Direction>
Output every line of the material below as a Markdown table with the columns Row and Line, numbering the rows in order and skipping blank lines. Leave the pictures out.

Material supplied>
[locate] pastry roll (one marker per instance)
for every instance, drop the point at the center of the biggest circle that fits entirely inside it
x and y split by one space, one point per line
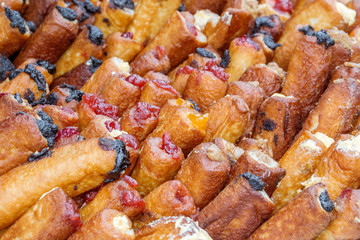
228 119
238 209
114 16
169 199
175 228
6 67
150 16
269 77
90 106
304 217
278 121
62 116
122 46
140 120
110 67
52 38
300 162
302 83
336 109
119 195
338 168
345 224
261 165
88 43
14 31
108 224
53 216
207 85
159 161
65 95
100 159
204 172
233 23
22 135
78 76
186 127
122 92
178 37
67 136
11 105
158 92
253 95
16 5
243 52
38 9
30 82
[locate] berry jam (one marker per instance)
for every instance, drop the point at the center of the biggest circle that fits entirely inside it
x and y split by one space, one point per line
99 106
160 52
112 125
129 140
192 29
136 80
129 180
144 111
169 147
284 6
166 86
185 70
67 132
218 72
128 35
131 199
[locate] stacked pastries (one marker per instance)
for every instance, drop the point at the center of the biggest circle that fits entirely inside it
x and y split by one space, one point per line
193 119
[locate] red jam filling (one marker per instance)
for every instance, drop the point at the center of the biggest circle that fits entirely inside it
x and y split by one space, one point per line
144 111
218 72
185 70
112 125
284 6
67 132
166 86
130 199
160 52
129 140
136 80
192 29
129 180
128 35
245 40
169 147
99 106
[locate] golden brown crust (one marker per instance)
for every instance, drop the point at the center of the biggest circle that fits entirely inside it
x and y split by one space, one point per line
11 39
302 218
336 109
118 195
54 31
155 165
236 212
79 52
204 173
54 216
278 121
169 199
307 85
228 119
300 161
204 88
108 224
20 137
261 165
74 173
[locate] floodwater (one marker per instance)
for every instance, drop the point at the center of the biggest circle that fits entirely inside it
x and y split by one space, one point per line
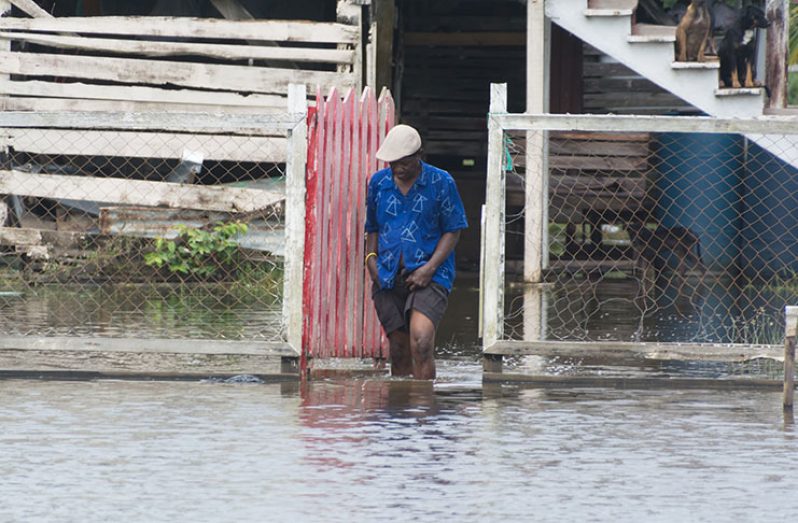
378 449
390 450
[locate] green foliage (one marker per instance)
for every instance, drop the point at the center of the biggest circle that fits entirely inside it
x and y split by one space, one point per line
198 253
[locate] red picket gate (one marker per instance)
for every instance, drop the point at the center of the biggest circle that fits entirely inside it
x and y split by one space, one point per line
344 134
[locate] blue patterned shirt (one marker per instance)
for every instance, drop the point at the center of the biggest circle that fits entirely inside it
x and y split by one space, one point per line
411 225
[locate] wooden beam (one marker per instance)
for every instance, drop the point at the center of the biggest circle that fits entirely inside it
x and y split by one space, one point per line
493 234
702 124
137 192
777 49
295 216
790 335
81 105
138 93
144 145
186 74
162 48
178 27
536 147
29 237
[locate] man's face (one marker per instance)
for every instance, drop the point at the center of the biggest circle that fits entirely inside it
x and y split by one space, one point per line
406 168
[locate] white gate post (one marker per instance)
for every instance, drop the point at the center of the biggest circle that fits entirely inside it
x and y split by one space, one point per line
791 326
296 164
492 290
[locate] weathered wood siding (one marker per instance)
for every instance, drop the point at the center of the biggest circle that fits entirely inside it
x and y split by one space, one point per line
169 63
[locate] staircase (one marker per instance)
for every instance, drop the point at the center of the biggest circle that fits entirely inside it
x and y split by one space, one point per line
609 26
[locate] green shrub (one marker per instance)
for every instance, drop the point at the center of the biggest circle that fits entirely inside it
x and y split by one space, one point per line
199 253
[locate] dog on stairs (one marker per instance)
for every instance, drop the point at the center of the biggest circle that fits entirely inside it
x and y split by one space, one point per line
694 32
737 50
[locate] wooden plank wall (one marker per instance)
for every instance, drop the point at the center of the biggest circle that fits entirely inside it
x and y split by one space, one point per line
345 132
169 63
611 87
448 53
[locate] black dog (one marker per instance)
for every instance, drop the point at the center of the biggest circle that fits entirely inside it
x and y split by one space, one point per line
738 48
694 32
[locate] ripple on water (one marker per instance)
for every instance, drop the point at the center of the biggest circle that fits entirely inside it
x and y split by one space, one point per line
382 449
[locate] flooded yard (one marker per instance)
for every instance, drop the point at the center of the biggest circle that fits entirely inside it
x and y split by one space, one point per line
383 449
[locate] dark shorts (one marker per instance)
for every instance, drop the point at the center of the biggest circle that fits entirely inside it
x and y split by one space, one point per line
394 305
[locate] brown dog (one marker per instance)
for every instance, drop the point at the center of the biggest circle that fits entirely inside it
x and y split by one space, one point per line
651 247
693 34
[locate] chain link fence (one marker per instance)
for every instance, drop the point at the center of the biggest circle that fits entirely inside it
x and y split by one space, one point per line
652 231
146 230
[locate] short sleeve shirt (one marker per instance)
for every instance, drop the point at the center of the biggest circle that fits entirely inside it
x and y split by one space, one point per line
410 226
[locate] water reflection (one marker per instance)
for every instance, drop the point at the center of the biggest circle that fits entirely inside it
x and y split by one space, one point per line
708 309
382 449
153 311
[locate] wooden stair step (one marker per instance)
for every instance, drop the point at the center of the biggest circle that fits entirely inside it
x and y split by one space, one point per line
742 91
610 7
648 33
710 64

The response>
| Row | Line |
|---|---|
| 1 | [locate] pastry roll (one marker per instance) |
| 2 | for every instance, drop the point at the center of the biggest circle that fits entirely inside it |
| 3 | x and y split by one space, one point per line |
| 4 | 228 119 |
| 5 | 238 209 |
| 6 | 114 16 |
| 7 | 169 199 |
| 8 | 175 228 |
| 9 | 6 67 |
| 10 | 150 16 |
| 11 | 269 77 |
| 12 | 90 106 |
| 13 | 304 217 |
| 14 | 278 121 |
| 15 | 62 116 |
| 16 | 122 46 |
| 17 | 140 120 |
| 18 | 110 67 |
| 19 | 52 38 |
| 20 | 300 162 |
| 21 | 302 83 |
| 22 | 336 109 |
| 23 | 119 195 |
| 24 | 338 168 |
| 25 | 345 224 |
| 26 | 261 165 |
| 27 | 88 43 |
| 28 | 14 31 |
| 29 | 108 224 |
| 30 | 53 216 |
| 31 | 207 85 |
| 32 | 159 161 |
| 33 | 65 95 |
| 34 | 100 159 |
| 35 | 204 172 |
| 36 | 233 23 |
| 37 | 22 135 |
| 38 | 78 76 |
| 39 | 186 127 |
| 40 | 122 92 |
| 41 | 178 37 |
| 42 | 67 136 |
| 43 | 11 105 |
| 44 | 158 92 |
| 45 | 253 95 |
| 46 | 16 5 |
| 47 | 243 52 |
| 48 | 38 9 |
| 49 | 30 82 |
| 50 | [locate] berry jam (one marker per instance) |
| 51 | for every instance, drop the point at the center of the biggest circle that fits entirely inside it |
| 52 | x and y split by one space, one point per line |
| 53 | 99 106 |
| 54 | 160 52 |
| 55 | 112 125 |
| 56 | 129 140 |
| 57 | 192 29 |
| 58 | 136 80 |
| 59 | 129 180 |
| 60 | 144 111 |
| 61 | 169 147 |
| 62 | 284 6 |
| 63 | 166 86 |
| 64 | 185 70 |
| 65 | 67 132 |
| 66 | 218 72 |
| 67 | 128 35 |
| 68 | 131 199 |
| 69 | [locate] stacked pastries (one marker per instance) |
| 70 | for every instance, drop the point at the center of the biggest circle that fits entirely inside it |
| 71 | x and y split by one space, one point per line |
| 72 | 193 119 |
| 73 | [locate] red jam filling (one marker per instance) |
| 74 | for every instance, drop the point at the center of the biggest circle that fits entirely inside it |
| 75 | x and y split by one space, one point per line |
| 76 | 144 111 |
| 77 | 218 72 |
| 78 | 185 70 |
| 79 | 112 125 |
| 80 | 284 6 |
| 81 | 67 132 |
| 82 | 166 86 |
| 83 | 130 199 |
| 84 | 160 52 |
| 85 | 129 140 |
| 86 | 136 80 |
| 87 | 192 29 |
| 88 | 129 180 |
| 89 | 128 35 |
| 90 | 245 40 |
| 91 | 169 147 |
| 92 | 99 106 |
| 93 | [locate] golden brown crust (one marker per instance) |
| 94 | for every instance, drop the point at the center of the biggest circle that fits entirely inside it |
| 95 | x and y split by one space, one point per line |
| 96 | 11 39 |
| 97 | 302 218 |
| 98 | 336 109 |
| 99 | 118 195 |
| 100 | 54 31 |
| 101 | 155 165 |
| 102 | 236 212 |
| 103 | 79 52 |
| 104 | 204 173 |
| 105 | 54 216 |
| 106 | 278 121 |
| 107 | 169 199 |
| 108 | 307 85 |
| 109 | 228 119 |
| 110 | 300 161 |
| 111 | 204 88 |
| 112 | 108 224 |
| 113 | 20 137 |
| 114 | 261 165 |
| 115 | 74 173 |
| 116 | [locate] floodwater (one marker per instance) |
| 117 | for every instance, drop the point at the center of the biggest circle that fits entirely inside it |
| 118 | x and y split by one space, one point per line |
| 119 | 378 449 |
| 120 | 390 450 |
| 121 | [locate] green foliage (one marker per instance) |
| 122 | for every instance, drop the point at the center of the biggest circle that fits entirely inside it |
| 123 | x and y split by one space, one point per line |
| 124 | 198 253 |
| 125 | [locate] red picket gate (one marker per instance) |
| 126 | for every instance, drop the point at the center of the biggest circle that fits entirely inside it |
| 127 | x and y split by one space, one point per line |
| 128 | 344 134 |
| 129 | [locate] blue patterned shirt (one marker per instance) |
| 130 | for every instance, drop the point at the center of the biggest circle that fits entirely inside it |
| 131 | x and y split by one space, one point per line |
| 132 | 411 225 |
| 133 | [locate] wooden beam (one marker per instance) |
| 134 | for every instance, drop the point at the center of the biggest circle that fits entirely inside it |
| 135 | x and y split by one space, one point per line |
| 136 | 493 234 |
| 137 | 702 124 |
| 138 | 137 192 |
| 139 | 777 49 |
| 140 | 295 216 |
| 141 | 790 335 |
| 142 | 81 105 |
| 143 | 138 93 |
| 144 | 144 145 |
| 145 | 186 74 |
| 146 | 162 48 |
| 147 | 178 27 |
| 148 | 536 147 |
| 149 | 29 237 |
| 150 | [locate] man's face (one marker per instance) |
| 151 | for every instance, drop the point at the center of the biggest circle that fits entirely inside it |
| 152 | x and y split by one space, one point per line |
| 153 | 406 168 |
| 154 | [locate] white gate post (one marker per instance) |
| 155 | for every instance, drop the point at the center of the biggest circle that fits entirely inside it |
| 156 | x and y split by one space, one point per line |
| 157 | 791 326 |
| 158 | 296 164 |
| 159 | 492 290 |
| 160 | [locate] weathered wood siding (one marker per instance) |
| 161 | for every instance, drop the point at the center of the biggest circle that fits entirely inside it |
| 162 | x and y split by one space, one point per line |
| 163 | 169 63 |
| 164 | [locate] staircase (one marker per instance) |
| 165 | for every instance, drop the point at the center of the biggest circle that fits entirely inside it |
| 166 | x and y split by one space, one point per line |
| 167 | 609 26 |
| 168 | [locate] green shrub (one marker per instance) |
| 169 | for every instance, drop the point at the center of the biggest circle that fits entirely inside it |
| 170 | x and y split by one space, one point per line |
| 171 | 199 253 |
| 172 | [locate] dog on stairs (one marker per instance) |
| 173 | for every instance, drop the point at the center of the biggest circle that fits entirely inside it |
| 174 | x and y split by one space, one point per line |
| 175 | 694 32 |
| 176 | 737 50 |
| 177 | [locate] wooden plank wall (one marker per instance) |
| 178 | for every instance, drop the point at the center of the biggest circle that fits entirely inside it |
| 179 | x and y split by one space, one point per line |
| 180 | 345 132 |
| 181 | 169 63 |
| 182 | 611 87 |
| 183 | 448 53 |
| 184 | [locate] black dog (one marker per instance) |
| 185 | for every instance, drop the point at the center of the biggest circle that fits entirely inside it |
| 186 | x and y split by one space, one point per line |
| 187 | 738 48 |
| 188 | 694 32 |
| 189 | [locate] ripple on water (one marker per instance) |
| 190 | for every instance, drop the point at the center of the biggest circle that fits entirely inside it |
| 191 | x and y split by one space, one point per line |
| 192 | 382 449 |
| 193 | [locate] flooded yard (one marker per instance) |
| 194 | for every instance, drop the point at the center of the biggest circle that fits entirely inside it |
| 195 | x and y split by one space, one point per line |
| 196 | 383 449 |
| 197 | [locate] dark shorts (one marker per instance) |
| 198 | for every instance, drop the point at the center of the biggest circle that fits entirely inside it |
| 199 | x and y split by one space, one point per line |
| 200 | 394 305 |
| 201 | [locate] brown dog (one marker per instance) |
| 202 | for every instance, drop the point at the center of the biggest circle that fits entirely inside it |
| 203 | x and y split by one space, one point per line |
| 204 | 651 247 |
| 205 | 693 34 |
| 206 | [locate] chain link fence (one marker per instance) |
| 207 | for every instance, drop the point at the center of the biggest circle that fits entirely inside it |
| 208 | x and y split by one space, one point per line |
| 209 | 652 231 |
| 210 | 146 230 |
| 211 | [locate] short sleeve shirt (one marker per instance) |
| 212 | for every instance, drop the point at the center of the biggest circle that fits entirely inside it |
| 213 | x and y split by one space, one point per line |
| 214 | 410 226 |
| 215 | [locate] water reflection (one marker per instance) |
| 216 | for every instance, drop the point at the center of the biggest circle that fits entirely inside it |
| 217 | x and y split by one space, one point per line |
| 218 | 708 309 |
| 219 | 382 449 |
| 220 | 153 311 |
| 221 | [locate] wooden stair step (one marker per instance) |
| 222 | for every instance, drop the point at the center of the biggest circle that fits entirely inside it |
| 223 | x and y split by one space, one point per line |
| 224 | 742 91 |
| 225 | 610 7 |
| 226 | 648 33 |
| 227 | 710 64 |